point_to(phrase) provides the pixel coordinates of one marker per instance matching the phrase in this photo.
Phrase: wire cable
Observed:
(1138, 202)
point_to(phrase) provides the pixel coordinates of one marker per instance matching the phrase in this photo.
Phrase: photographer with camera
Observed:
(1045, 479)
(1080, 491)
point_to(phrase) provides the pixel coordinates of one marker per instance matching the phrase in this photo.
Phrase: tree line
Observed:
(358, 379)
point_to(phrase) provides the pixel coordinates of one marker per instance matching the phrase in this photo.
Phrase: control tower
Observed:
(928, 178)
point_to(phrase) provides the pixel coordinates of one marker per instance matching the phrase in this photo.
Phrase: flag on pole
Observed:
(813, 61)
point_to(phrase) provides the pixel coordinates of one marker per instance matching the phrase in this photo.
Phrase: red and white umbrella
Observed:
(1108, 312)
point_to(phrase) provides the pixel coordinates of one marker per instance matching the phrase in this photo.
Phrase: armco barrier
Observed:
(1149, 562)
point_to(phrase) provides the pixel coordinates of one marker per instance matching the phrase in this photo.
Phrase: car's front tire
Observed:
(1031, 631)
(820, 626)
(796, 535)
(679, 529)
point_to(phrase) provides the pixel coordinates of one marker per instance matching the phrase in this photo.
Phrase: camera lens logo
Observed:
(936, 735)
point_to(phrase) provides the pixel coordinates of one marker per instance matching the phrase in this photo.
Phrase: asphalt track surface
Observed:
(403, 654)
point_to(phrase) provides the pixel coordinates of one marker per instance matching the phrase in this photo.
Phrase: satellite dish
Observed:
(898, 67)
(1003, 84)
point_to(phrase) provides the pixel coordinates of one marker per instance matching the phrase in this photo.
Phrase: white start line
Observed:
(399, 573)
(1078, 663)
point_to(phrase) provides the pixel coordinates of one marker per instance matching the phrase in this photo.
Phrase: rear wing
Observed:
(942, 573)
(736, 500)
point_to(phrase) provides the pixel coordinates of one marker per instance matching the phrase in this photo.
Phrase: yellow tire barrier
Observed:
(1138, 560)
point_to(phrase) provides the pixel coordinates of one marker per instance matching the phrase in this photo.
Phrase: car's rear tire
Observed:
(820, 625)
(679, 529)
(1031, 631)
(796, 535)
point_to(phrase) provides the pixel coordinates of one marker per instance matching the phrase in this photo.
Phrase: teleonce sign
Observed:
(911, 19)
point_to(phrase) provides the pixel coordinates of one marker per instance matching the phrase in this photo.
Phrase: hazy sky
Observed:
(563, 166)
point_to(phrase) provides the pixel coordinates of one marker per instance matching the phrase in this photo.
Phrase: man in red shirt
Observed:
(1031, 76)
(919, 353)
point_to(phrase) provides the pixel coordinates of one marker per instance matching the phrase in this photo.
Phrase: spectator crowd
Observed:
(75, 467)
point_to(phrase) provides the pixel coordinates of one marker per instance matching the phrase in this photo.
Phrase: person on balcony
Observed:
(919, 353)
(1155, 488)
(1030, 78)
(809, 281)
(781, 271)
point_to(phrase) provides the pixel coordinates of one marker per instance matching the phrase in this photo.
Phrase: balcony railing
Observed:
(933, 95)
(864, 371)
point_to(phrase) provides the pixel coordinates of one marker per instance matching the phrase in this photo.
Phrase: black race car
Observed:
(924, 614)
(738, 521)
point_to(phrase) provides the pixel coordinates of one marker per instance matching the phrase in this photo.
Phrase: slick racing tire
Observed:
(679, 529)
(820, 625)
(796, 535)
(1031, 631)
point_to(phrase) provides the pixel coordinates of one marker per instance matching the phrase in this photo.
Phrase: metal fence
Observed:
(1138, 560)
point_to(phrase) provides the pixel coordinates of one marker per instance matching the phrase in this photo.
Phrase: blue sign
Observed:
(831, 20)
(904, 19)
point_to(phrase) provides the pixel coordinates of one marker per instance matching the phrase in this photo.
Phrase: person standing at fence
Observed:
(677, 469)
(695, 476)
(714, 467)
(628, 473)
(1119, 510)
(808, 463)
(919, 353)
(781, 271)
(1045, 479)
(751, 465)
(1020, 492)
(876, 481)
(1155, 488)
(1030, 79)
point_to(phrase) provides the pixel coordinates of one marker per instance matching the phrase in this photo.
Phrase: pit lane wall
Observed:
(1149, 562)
—————
◆ Required task: Update the lines starting at the first one and ending at the one containing "(1108, 312)" by changing "Observed" to "Result" throughout, with nothing else altered.

◆ Answer to the exercise:
point_to(phrase) provides the pixel coordinates of one marker per instance matching the phrase in this photo.
Phrase: wire cable
Result:
(1138, 202)
point_to(phrase) provides the pixel coordinates of one marker per instance matching the phrase in this photo.
Phrase: photographer with camera
Result:
(1045, 479)
(1080, 491)
point_to(phrase) provides the pixel coordinates of one marker per instance matching the phrase in this photo.
Phrase: tree line
Result:
(358, 379)
point_to(phrase) provides the pixel coordinates of one marker per instance matching the phrase in this photo.
Phrase: control tower
Result:
(928, 178)
point_to(phrase) provides the pixel coordinates of one marker per instance matching the phrase in this photo.
Phrase: flag on pole
Result:
(813, 61)
point_to(phrase) provides the pixel coordinates of one marker per instance matching the phrase in this photo.
Phrase: red and white umbrella
Result:
(1108, 312)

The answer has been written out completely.